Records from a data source
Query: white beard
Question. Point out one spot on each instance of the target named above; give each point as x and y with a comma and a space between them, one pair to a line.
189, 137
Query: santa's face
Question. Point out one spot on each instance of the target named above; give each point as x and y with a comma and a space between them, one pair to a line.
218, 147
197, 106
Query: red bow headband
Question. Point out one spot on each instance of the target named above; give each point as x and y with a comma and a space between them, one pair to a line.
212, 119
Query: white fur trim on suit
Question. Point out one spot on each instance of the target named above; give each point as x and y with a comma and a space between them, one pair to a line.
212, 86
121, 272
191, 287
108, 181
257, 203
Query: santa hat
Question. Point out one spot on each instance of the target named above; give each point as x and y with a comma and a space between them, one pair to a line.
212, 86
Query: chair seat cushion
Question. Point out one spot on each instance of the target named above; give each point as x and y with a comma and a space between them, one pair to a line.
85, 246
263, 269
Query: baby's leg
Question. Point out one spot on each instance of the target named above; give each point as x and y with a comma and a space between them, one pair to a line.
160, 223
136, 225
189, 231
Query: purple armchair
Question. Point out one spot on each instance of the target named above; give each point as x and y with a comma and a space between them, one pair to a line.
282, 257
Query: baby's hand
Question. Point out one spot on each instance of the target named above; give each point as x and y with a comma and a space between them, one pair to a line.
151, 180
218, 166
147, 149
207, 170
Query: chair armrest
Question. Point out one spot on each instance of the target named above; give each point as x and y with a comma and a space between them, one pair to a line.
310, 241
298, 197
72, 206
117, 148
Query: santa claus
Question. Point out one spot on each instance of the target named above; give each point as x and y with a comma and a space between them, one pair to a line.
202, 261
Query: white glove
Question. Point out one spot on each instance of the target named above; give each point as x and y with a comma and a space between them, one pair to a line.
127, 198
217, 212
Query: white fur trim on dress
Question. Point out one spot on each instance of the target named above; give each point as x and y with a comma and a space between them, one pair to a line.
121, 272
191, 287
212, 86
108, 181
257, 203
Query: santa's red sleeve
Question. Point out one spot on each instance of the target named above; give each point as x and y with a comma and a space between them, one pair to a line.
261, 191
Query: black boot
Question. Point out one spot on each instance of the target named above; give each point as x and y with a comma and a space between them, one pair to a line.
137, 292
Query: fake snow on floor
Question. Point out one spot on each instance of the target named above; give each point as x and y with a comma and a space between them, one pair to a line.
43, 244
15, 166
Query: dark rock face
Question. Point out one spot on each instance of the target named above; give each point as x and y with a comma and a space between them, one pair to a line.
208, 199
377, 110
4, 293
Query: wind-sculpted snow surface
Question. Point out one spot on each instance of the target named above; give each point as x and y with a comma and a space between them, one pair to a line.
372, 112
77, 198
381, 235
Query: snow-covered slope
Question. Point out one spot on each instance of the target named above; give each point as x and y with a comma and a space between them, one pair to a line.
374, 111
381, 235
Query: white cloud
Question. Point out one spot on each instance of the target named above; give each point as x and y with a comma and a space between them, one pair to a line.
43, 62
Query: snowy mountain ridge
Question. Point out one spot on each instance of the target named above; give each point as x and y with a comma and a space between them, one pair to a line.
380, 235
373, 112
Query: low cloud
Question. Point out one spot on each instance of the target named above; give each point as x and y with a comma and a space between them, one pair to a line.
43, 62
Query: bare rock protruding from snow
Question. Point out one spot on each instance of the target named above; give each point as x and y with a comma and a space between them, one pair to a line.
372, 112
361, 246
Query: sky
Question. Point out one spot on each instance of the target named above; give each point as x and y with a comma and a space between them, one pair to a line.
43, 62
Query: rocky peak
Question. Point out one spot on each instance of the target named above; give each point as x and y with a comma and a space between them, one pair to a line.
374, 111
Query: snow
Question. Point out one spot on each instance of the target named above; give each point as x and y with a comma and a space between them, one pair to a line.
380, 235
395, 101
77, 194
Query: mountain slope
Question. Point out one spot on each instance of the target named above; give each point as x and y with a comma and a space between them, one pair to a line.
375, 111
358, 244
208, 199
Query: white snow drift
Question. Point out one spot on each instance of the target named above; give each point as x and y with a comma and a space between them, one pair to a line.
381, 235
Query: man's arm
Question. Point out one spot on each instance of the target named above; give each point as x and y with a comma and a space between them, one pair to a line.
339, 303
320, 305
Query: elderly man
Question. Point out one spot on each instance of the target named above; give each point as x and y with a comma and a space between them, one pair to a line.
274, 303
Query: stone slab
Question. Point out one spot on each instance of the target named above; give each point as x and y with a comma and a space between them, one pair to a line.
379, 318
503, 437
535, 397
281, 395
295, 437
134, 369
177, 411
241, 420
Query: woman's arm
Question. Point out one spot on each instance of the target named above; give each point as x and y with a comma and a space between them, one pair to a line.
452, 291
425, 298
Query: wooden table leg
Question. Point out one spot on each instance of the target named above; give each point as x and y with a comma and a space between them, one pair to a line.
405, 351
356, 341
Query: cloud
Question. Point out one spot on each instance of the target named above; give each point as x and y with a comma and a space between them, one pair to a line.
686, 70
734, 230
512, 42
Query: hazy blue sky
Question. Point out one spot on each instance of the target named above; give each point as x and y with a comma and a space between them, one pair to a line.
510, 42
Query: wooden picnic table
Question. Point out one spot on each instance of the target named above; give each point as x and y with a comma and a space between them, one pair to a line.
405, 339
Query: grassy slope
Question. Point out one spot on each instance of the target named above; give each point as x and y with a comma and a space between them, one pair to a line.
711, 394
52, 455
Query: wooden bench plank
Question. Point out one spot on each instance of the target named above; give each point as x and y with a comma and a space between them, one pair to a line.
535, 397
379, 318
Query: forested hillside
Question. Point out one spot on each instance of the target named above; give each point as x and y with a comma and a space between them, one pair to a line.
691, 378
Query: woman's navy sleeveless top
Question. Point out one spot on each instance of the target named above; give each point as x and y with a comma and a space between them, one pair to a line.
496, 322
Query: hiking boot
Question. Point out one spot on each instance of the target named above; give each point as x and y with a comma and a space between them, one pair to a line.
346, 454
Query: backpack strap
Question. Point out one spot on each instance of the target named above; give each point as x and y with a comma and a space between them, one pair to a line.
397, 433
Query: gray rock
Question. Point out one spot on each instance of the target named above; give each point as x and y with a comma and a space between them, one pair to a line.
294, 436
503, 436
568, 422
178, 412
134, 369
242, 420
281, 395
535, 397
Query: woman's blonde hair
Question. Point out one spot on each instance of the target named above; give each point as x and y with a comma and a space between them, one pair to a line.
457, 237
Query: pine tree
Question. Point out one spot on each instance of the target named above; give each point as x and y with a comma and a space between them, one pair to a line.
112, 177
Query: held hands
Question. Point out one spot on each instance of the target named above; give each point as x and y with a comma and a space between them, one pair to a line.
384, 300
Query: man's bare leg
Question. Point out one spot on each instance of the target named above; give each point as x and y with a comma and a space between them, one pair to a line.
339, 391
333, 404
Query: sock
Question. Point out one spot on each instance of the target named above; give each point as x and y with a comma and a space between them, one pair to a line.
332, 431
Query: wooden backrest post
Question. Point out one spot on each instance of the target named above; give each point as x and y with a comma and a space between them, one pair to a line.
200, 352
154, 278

Try it:
Return, unchanged, the run of lines above that opens with the line containing "Query: santa hat" and closes with the line containing "Query: baby's leg". Include both.

Result below:
Query: santa hat
Question. Point out one spot on each instance of the target named above; give each point as x and y with a comma and a space between them, one pair to a line.
212, 86
Query: chair seat cushion
Question. Point out one spot on each instance of the target named above; give each point as x and y with a comma and a space between them, one pair to a line.
85, 246
263, 269
Query: baby's leg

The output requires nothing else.